__THE EXERCISE__.
Could you rescale the records between the line holding "Please indicate the rock outcrop" and the line holding "Please indicate the steep", inclusive, by writing them out again with the requests unchanged and every x and y coordinate in the answers multiplied by 0.55 and rounded to a whole number, halves up? Give back those lines alone.
--- ENTRIES PROVIDED ---
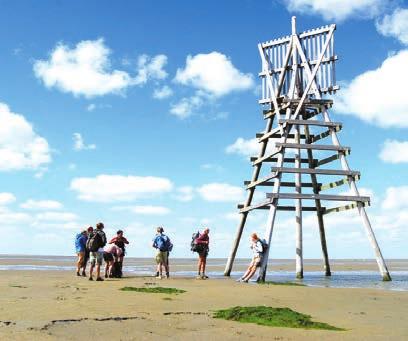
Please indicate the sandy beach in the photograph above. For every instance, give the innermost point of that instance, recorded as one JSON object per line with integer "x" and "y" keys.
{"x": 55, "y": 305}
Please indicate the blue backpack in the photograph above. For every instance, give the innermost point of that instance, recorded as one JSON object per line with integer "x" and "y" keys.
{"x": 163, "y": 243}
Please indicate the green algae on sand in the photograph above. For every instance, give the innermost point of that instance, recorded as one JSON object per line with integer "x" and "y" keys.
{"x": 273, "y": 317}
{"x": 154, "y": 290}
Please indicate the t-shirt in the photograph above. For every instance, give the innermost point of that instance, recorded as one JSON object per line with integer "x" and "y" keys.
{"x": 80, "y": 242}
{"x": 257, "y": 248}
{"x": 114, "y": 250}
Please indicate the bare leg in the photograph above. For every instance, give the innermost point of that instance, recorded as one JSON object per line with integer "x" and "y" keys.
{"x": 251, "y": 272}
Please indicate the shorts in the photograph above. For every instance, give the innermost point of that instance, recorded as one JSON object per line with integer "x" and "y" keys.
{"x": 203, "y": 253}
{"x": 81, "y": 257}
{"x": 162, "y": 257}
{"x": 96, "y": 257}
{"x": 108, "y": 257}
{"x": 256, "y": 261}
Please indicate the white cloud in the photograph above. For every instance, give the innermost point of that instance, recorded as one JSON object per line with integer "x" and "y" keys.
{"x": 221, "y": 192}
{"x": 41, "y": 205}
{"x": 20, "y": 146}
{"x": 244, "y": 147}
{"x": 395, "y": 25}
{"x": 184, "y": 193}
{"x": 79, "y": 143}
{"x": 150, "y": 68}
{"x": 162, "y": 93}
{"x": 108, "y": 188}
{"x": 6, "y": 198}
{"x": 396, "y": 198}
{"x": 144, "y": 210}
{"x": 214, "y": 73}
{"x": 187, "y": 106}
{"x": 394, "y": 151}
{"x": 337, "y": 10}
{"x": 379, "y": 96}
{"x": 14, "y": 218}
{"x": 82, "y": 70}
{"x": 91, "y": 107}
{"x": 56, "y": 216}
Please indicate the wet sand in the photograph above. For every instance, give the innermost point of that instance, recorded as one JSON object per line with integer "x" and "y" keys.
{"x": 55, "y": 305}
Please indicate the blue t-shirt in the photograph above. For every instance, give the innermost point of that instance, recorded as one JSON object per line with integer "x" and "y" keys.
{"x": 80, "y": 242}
---
--- ENTRIES PROVIDED ---
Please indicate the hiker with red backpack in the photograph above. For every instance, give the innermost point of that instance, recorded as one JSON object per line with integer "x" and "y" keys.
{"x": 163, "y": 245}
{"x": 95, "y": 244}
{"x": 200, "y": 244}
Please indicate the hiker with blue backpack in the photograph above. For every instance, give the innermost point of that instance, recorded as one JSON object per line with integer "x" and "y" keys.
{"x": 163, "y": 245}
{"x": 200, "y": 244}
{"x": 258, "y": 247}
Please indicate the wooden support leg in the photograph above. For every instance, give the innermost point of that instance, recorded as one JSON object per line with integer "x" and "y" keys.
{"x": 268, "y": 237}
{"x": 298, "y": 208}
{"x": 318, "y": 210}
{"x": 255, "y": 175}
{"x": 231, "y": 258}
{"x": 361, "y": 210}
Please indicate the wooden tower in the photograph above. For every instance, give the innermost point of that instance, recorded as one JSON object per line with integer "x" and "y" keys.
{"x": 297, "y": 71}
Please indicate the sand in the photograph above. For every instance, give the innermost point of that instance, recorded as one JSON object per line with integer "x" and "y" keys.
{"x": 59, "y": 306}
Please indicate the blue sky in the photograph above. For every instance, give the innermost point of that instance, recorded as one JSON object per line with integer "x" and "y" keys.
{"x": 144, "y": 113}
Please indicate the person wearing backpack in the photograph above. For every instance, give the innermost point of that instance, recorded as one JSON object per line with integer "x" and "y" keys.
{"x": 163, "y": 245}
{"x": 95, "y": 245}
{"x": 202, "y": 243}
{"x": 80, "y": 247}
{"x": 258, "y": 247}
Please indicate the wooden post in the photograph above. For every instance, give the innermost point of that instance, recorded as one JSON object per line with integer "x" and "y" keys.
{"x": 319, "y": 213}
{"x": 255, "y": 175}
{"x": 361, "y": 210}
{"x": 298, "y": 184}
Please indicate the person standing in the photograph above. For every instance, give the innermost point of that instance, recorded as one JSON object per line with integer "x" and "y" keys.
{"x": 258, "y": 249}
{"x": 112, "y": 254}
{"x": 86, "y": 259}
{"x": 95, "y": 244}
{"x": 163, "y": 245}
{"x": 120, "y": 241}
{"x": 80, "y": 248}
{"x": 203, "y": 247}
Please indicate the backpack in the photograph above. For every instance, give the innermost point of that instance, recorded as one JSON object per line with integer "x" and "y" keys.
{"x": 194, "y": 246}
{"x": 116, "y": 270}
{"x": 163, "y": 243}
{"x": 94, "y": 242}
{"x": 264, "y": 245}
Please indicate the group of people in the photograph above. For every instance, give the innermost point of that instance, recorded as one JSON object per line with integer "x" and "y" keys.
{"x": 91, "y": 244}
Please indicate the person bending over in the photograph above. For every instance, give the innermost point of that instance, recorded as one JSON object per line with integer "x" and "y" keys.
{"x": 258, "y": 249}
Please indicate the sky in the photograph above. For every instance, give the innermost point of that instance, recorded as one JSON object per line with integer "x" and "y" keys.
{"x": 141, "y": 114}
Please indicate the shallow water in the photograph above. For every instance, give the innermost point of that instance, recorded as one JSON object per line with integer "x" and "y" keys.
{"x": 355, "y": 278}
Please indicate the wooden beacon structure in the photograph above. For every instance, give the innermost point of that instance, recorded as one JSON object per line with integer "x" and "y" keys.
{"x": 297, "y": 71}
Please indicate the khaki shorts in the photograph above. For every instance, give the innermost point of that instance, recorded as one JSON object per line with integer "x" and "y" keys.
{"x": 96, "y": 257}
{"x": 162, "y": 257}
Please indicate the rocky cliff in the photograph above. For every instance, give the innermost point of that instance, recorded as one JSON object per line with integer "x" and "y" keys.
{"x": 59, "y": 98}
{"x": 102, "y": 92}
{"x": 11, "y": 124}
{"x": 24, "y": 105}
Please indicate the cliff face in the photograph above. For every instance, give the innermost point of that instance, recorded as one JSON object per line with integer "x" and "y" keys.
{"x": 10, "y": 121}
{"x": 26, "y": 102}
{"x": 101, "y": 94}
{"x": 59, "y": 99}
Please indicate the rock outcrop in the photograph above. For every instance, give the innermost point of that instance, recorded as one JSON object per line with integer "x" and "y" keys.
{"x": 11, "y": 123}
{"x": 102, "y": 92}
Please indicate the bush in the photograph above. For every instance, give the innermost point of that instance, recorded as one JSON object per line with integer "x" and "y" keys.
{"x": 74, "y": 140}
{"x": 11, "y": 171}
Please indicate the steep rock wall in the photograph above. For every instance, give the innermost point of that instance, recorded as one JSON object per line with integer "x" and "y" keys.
---
__THE RESPONSE__.
Please indicate the rock outcrop in the photograph above. For every instance, give the innermost point of that instance, recorded as one JSON object per line with integer "x" and "y" keys.
{"x": 6, "y": 68}
{"x": 56, "y": 51}
Please indicate the bush in the photograph above. For every instance, give the innermost point of that instance, recorded as one JSON object per line with integer "x" and "y" keys.
{"x": 41, "y": 77}
{"x": 6, "y": 94}
Please indicate the steep rock wall in the photograph above. For every instance, give the innermost point of that instance, recorded as one JSON object per line with integer "x" and "y" keys.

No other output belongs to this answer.